__INSTRUCTIONS TO FOLLOW__.
Write out again, exactly, the lines of the listing below from the first one through the one that contains "white horse with one point per instance", and no other lines.

(DATA SUPPLIED Opens)

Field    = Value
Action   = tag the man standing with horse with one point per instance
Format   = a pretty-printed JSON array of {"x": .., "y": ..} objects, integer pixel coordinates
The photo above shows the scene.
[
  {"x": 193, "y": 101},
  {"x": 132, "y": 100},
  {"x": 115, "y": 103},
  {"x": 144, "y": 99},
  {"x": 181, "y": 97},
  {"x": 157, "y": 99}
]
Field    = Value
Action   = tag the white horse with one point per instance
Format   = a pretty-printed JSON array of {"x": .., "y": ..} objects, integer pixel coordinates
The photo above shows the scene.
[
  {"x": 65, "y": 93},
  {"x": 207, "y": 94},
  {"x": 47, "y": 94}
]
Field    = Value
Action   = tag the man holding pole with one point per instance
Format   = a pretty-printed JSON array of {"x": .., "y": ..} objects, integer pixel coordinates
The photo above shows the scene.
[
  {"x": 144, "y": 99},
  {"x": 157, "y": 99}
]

(DATA SUPPLIED Closes)

__EXERCISE OUTPUT__.
Field    = Value
Action   = tag the man standing with horse with one point per instance
Format   = a pretty-printed JSON array of {"x": .., "y": ..} objects, integer pixel coordinates
The photo above shows the scene.
[
  {"x": 193, "y": 101},
  {"x": 132, "y": 100},
  {"x": 115, "y": 103},
  {"x": 144, "y": 99},
  {"x": 181, "y": 97},
  {"x": 157, "y": 99}
]
Field    = Value
Action   = tag the white horse with one point per instance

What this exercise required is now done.